Task objective: A picture-free, exact transcript of the entries below is required.
#### Working data
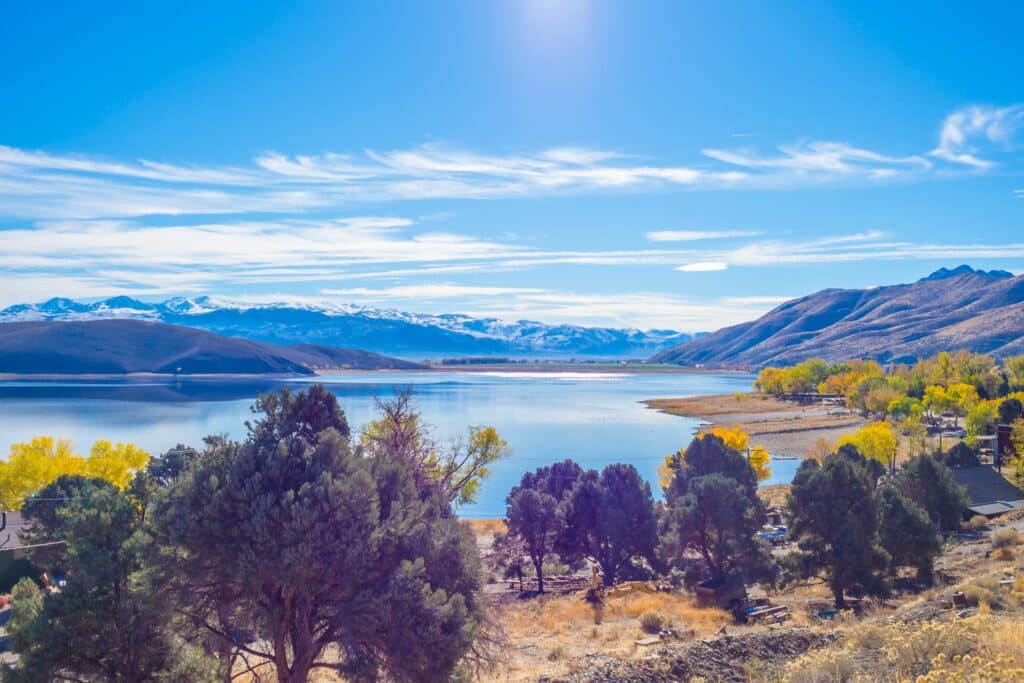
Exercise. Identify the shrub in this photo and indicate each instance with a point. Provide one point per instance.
(832, 666)
(1006, 538)
(1003, 554)
(867, 637)
(911, 652)
(651, 622)
(984, 591)
(977, 522)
########
Solution to this task:
Exercise. Identify the shrub in this photo and indicate each instance with a point. Provide one point per instance.
(832, 666)
(1006, 538)
(1003, 554)
(867, 637)
(911, 652)
(651, 622)
(984, 591)
(977, 522)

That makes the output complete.